**Exercise 1**
Copy out each line of the rows below that contains the string "bird".

start Text block

Archive for August, 2006

The error of my ways

August 29, 2006 | Filed under: La Madre

“A vacation is what you take when you can no longer take what you’ve been taking.” ~Earl Wilson

Things started to go down hill around 3 PM when my allergies suddenly went into full drive. Spare me the ‘What the fucks?’ because I don’t even know. Who the hell gets allergies in the fall? FALL. Fall is for happiness and apples, not an allergy to dying leaves and humidity. And then I got all obsessive, natch. And then I went home.

Upon my arrival home I attempted to open the door quickly and in a huff and lo, the door, it was not only locked but dead bolted. While I appreciate the gesture for someone to come through and fix the walls, light fixtures and bulbs in my apartment, I have no dead bolt key. Which as you can see, would be a most excellent thing to have at that moment because no one wants a pissed off, obsessive woman locked out of her apartment. But like I said, I appreciate the very nice gesture of protecting my favorite IKEA mirror and Smashbox eye shadow from burglars. Of course in my haste and generally sour demeanor I called Peg and may have used a few choice words – because it’s all her fault, everything is, even when it isn’t, it is – and then hung up on her.

We are on a roll here people.

Here would be an excellent time for us to play a fun little guessing game: Remember the time that I wrote a few not so nice things about my leasing office? Did I mention that that first paragraph, with much of the not very niceness, was in the WaPo Express*? Did you know that the people who work in my leasing office read the WaPo Express? Did I ever let y’all know that while in San Ho, the head of my leasing office told me that from that point on I could only conduct business with them from outside of their “shabby offices”?

Yeah. Oh yeah.

Did you know that most people on the planet are considerably nicer than I? And that when I called the head of my leasing office – who is very nice and has pretty hair – about being locked out, she was nice enough to drive back to her office at 7:30 PM (DC traffic is also a bitch, and driving four blocks can take upwards of 20 minutes)? Then she was pleasant to me. PLEASANT! While I stood in her office gnawing on my nails and silently praying that she wouldn’t call me an evil whore with poor sentence structure. Then she gave me my keys and I cried. I fucking cried my entire way home because she was nice and I wasn’t and I deserved to be locked out and possibly punched in the head.

end Text block

**Exercise 2**
According to the blog post above, what did someone come through the apartment to fix? List each item.

start Entries supplied

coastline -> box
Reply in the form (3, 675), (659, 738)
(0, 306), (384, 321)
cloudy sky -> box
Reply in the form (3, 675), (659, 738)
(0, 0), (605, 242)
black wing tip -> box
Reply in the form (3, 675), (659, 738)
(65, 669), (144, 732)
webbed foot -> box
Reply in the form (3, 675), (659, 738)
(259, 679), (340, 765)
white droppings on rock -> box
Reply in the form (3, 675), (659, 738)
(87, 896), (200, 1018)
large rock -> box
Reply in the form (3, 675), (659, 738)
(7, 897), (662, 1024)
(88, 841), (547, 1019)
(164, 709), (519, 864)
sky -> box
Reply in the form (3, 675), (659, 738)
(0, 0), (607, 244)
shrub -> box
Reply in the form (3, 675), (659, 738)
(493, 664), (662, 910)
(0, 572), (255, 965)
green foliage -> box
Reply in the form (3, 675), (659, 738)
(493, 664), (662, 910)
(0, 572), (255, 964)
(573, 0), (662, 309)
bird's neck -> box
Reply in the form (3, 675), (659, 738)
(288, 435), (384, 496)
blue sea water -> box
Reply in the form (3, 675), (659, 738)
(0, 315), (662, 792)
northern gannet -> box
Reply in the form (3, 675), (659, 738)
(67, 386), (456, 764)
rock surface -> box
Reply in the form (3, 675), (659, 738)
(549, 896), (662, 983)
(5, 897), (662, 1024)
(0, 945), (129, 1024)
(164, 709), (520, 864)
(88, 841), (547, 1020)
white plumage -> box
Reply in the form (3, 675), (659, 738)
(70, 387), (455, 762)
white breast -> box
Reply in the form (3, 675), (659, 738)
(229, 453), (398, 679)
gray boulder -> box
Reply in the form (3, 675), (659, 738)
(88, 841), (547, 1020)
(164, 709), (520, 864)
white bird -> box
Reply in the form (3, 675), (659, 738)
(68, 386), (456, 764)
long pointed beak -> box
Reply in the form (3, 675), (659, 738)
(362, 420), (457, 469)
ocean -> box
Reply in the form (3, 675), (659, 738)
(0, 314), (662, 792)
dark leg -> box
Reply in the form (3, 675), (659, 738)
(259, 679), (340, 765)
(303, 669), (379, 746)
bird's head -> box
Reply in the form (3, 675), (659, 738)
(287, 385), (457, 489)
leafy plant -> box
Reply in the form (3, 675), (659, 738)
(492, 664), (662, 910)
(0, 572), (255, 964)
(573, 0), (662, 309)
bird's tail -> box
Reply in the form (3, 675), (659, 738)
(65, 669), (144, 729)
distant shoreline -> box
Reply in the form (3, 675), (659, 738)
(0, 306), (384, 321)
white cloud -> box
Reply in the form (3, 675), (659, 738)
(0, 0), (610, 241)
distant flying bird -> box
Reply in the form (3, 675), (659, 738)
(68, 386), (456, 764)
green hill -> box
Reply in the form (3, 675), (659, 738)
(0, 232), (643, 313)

end Entries supplied

**Written reply 1**
bird's neck -> box
white bird -> box
bird's head -> box
bird's tail -> box
distant flying bird -> box

**Written reply 2**
- walls
- light fixtures
- bulbs